> To be done
Return every line in the records below that contains the word "shirt".

> Source data
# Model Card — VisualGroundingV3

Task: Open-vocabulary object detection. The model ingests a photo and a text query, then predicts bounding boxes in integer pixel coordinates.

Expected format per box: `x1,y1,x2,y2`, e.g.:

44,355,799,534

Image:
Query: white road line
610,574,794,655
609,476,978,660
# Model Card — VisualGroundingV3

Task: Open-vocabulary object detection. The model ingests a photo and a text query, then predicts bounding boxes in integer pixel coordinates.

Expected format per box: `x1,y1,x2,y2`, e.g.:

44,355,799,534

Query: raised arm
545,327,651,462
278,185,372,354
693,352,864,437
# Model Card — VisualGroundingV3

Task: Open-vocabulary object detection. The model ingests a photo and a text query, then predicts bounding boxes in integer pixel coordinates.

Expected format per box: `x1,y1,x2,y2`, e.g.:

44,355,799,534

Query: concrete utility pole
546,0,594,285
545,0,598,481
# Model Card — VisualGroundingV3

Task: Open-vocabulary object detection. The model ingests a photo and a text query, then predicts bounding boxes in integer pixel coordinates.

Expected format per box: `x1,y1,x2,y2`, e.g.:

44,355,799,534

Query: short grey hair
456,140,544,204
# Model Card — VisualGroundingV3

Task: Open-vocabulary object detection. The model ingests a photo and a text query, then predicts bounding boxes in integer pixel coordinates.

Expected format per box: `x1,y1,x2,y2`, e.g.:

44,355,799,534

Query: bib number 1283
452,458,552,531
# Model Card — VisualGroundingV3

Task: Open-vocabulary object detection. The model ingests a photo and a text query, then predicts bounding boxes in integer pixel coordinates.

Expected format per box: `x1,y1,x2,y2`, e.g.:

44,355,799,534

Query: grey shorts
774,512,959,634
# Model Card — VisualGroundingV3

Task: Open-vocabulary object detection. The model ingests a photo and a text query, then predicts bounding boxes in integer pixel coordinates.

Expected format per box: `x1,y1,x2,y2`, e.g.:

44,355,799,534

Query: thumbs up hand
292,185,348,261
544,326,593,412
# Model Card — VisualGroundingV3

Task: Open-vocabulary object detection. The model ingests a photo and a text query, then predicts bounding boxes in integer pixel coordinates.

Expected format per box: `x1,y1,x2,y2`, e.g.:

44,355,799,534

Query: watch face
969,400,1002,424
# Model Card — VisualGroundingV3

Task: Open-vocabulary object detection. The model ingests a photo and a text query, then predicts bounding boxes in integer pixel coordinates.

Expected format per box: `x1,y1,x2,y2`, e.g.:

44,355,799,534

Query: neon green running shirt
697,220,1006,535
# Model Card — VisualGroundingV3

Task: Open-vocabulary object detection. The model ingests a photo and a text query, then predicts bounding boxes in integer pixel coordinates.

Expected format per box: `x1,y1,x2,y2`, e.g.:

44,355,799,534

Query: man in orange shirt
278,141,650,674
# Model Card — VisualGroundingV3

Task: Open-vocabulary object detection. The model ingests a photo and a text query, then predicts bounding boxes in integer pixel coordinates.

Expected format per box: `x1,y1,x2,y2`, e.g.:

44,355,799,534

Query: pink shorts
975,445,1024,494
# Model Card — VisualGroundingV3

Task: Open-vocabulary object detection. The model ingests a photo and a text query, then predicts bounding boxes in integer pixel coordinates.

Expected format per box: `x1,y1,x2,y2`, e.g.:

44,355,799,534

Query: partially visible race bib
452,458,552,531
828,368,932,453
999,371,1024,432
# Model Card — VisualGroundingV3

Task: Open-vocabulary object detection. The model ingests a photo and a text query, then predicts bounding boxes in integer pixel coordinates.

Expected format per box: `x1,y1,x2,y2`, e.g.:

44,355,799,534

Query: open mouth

> Solution to this exercise
Query: neon green running shirt
Query: man in orange shirt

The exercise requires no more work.